* PROVIDED PASSAGE
((

The APs guarded the wreckage until it was removed on the orders of the ongoing inquiry headed by Justice Kalpana Rawal. A Saitoti family member called the number but was surprised when the call was answered.
They reported the matter to the police who traced the phone to the constable. The constable was arrested on Tuesday after police traced the phone to Machakos where is stationed.
When the police arrived, they were informed that the policeman had travelled to Nairobi where his family lives. Yesterday, the constable was interrogated at the CID headquarters and later at the Nairobi Area provincial Police headquarters before being released.
In his statement, the constable claimed that he got the phone from some children whom he found playing with it as he jogged in the area where the helicopter crashed.
He said the children did not know what to do with the phone so he took it. The constable said he changed the case of the phone and had been using the phone on an irregular basis since then.
He claimed he would have surrendered it to the police if he had known it belonged to Prof Saitoti. However, detectives pointed out that the constable never mentioned the phone to the air crash investigation team and senior policemen who visited the site soon after the crash.
The constable also had not informed the Rawal enquiry which has been sitting at the KICC for almost two months. Yesterday, AP spokesman Masood Munyi confirmed the arrest of the constable by the regular police.
"We only learnt about it yesterday and there is an internal team that is liaising with them on the case. We didn't expect one of our officers to do something like this and we are trying to establish the circumstances under which he came into possession of the item," Munyi said.
He said he was not aware that any other APs who were being investigated and said it was an isolated incident. "We are law enforcers and cannot condone such an act by our officer. If found to have committed an offence, he will be subjected to an internal disciplinary process after investigations," Munyi said.
Yesterday, detectives said that they hoped that the AP constable could help them trace four people who witnessed the accident and who were the first to arrive at the crash scene.
The Rawal enquiry is probing the crash which killed Saitoti, his assistant minister Orwa Ojode, two of Saitoti's bodyguards and two police pilots.

))

* SET TASK A
In the news report, where has the Rawal enquiry been sitting?

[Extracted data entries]
((

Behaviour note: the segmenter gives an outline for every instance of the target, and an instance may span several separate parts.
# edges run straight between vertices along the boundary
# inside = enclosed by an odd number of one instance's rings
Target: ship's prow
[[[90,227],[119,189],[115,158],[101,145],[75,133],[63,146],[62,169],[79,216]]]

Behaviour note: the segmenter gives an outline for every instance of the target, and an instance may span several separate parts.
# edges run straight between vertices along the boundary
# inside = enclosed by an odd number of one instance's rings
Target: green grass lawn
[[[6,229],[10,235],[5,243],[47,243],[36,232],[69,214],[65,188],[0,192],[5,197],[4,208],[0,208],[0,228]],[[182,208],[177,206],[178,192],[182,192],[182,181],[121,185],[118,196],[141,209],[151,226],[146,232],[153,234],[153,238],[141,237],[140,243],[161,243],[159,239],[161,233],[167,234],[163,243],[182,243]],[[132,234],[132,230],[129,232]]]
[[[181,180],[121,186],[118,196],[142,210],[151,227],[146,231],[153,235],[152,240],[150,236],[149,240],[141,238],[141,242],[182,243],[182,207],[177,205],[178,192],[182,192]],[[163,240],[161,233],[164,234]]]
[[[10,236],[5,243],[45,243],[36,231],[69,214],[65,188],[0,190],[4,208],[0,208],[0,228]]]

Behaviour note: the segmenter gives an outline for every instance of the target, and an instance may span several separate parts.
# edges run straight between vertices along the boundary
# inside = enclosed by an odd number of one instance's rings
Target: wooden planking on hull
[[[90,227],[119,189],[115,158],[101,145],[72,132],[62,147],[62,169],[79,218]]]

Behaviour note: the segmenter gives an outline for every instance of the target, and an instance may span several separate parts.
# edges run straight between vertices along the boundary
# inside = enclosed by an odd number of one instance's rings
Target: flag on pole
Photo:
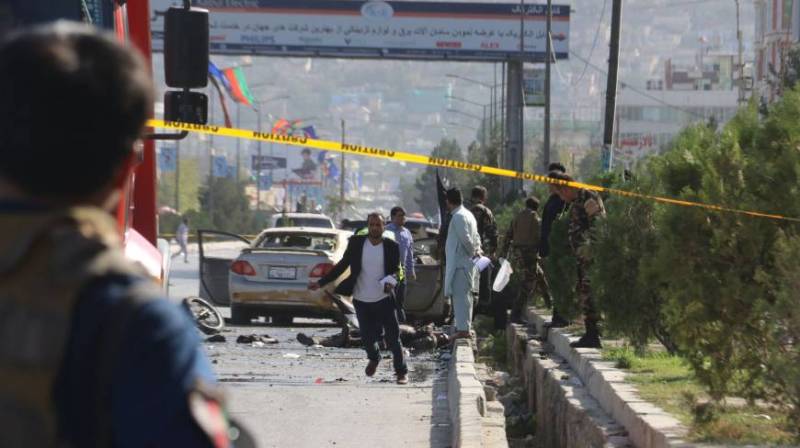
[[[228,80],[228,93],[237,103],[252,106],[255,99],[247,87],[247,80],[244,78],[244,71],[241,67],[231,67],[222,70],[225,79]]]
[[[232,128],[233,124],[231,122],[231,116],[228,113],[228,105],[225,103],[225,94],[222,93],[219,83],[221,82],[223,87],[225,87],[225,90],[228,91],[230,91],[230,85],[228,80],[222,74],[222,71],[220,71],[220,69],[211,61],[208,61],[208,79],[211,81],[211,84],[217,90],[217,94],[219,95],[219,104],[222,107],[222,115],[225,118],[225,127]]]
[[[177,167],[178,148],[175,145],[165,145],[158,153],[158,169],[162,172],[175,171]]]

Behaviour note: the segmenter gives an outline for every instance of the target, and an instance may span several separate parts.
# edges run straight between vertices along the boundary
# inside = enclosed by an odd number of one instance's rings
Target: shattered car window
[[[305,250],[336,250],[336,237],[333,235],[309,234],[270,234],[258,242],[256,247],[261,249],[305,249]]]

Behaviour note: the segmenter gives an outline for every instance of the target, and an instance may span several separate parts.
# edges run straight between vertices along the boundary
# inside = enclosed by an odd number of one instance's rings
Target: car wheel
[[[214,305],[200,297],[183,299],[183,306],[194,318],[197,328],[205,334],[219,333],[225,325],[225,320],[222,319],[222,315],[214,308]]]
[[[292,324],[293,320],[294,318],[292,316],[272,316],[272,322],[282,327],[288,327]]]
[[[248,325],[251,319],[250,313],[243,309],[241,305],[231,304],[231,323],[234,325]]]

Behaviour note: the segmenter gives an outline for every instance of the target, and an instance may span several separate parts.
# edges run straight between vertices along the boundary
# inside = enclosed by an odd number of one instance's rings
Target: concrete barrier
[[[603,361],[600,350],[570,347],[577,337],[565,329],[547,329],[544,323],[550,316],[542,310],[529,308],[528,322],[541,340],[552,346],[552,359],[561,359],[599,403],[603,411],[619,422],[628,432],[634,446],[665,448],[688,446],[688,432],[676,418],[639,397],[634,386],[625,382],[626,373]],[[571,445],[570,445],[571,446]]]
[[[468,339],[456,339],[447,380],[453,447],[483,446],[486,395],[475,372],[475,356]]]
[[[506,329],[508,360],[536,410],[537,446],[627,447],[622,425],[597,403],[569,364],[548,354],[526,327]]]

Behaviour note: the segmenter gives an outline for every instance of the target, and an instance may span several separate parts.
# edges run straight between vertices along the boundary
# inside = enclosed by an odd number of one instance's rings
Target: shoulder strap
[[[129,334],[137,311],[157,297],[148,286],[142,280],[134,280],[128,287],[126,297],[114,306],[101,330],[102,342],[98,348],[97,382],[94,388],[95,446],[98,448],[113,446],[113,415],[110,409],[114,369],[122,354],[120,347],[123,339]]]

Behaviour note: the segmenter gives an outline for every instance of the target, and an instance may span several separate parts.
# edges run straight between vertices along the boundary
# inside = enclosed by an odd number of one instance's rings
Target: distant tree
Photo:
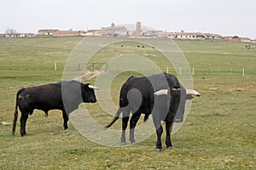
[[[12,34],[16,34],[17,31],[15,29],[13,29],[13,28],[7,28],[6,31],[5,31],[5,33],[6,34],[9,34],[9,35],[12,35]]]

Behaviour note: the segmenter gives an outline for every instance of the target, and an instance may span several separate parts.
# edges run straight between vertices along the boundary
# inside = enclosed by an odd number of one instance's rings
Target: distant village
[[[125,26],[115,26],[112,23],[109,27],[102,27],[101,29],[87,31],[61,31],[58,29],[40,29],[38,34],[33,33],[16,33],[8,32],[0,34],[0,38],[9,37],[77,37],[77,36],[102,36],[109,37],[131,37],[131,38],[172,38],[172,39],[189,39],[189,40],[224,40],[238,42],[256,43],[248,37],[240,37],[238,36],[221,36],[214,33],[202,32],[187,32],[181,31],[179,32],[169,32],[166,31],[155,31],[143,28],[141,22],[137,22],[134,30],[128,30]]]

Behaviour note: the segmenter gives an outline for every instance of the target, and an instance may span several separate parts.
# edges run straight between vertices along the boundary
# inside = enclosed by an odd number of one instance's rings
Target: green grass
[[[12,123],[17,87],[61,80],[65,61],[81,39],[0,40],[0,122]],[[255,169],[255,45],[246,50],[244,43],[176,42],[195,70],[194,88],[201,97],[193,100],[185,122],[172,135],[172,150],[155,152],[154,133],[129,147],[102,146],[84,138],[70,122],[69,129],[64,131],[61,111],[52,110],[45,117],[42,111],[35,110],[28,118],[28,135],[24,138],[19,134],[19,122],[15,137],[12,125],[0,124],[0,169]],[[102,54],[118,53],[113,46],[102,50]],[[106,60],[98,54],[95,60]],[[164,70],[163,60],[158,64]],[[58,63],[57,71],[54,71],[54,62]],[[225,71],[218,74],[218,68]],[[114,102],[119,86],[131,74],[125,72],[113,82]],[[112,116],[98,105],[85,106],[103,125],[111,121]],[[114,128],[121,128],[120,120]]]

))

* SET TASK B
Keep only the lines of the records that contain the string "distant", matching case exactly.

* CORRECT ANSWER A
At the KICC, for almost two months.

* CORRECT ANSWER B
Target: distant tree
Target: distant village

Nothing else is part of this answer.